● Exercise brief
Type out every entry again, character for character.

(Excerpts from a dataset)
━━━━━━━━

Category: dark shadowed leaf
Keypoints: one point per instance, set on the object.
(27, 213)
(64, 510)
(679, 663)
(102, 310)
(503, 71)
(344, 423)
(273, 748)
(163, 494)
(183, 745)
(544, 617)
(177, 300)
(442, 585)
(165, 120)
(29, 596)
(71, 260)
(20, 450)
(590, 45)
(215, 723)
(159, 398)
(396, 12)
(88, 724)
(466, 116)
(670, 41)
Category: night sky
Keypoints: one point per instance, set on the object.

━━━━━━━━

● Output
Category: dark shadowed leaf
Keypoints: one point per instance, set on the object.
(27, 213)
(64, 510)
(679, 663)
(102, 310)
(503, 71)
(344, 423)
(273, 748)
(163, 494)
(183, 745)
(544, 617)
(177, 300)
(442, 585)
(165, 120)
(29, 596)
(71, 260)
(20, 450)
(590, 45)
(215, 723)
(159, 398)
(396, 12)
(88, 724)
(466, 116)
(670, 41)
Category: night sky
Keypoints: one point per instance, set on the object.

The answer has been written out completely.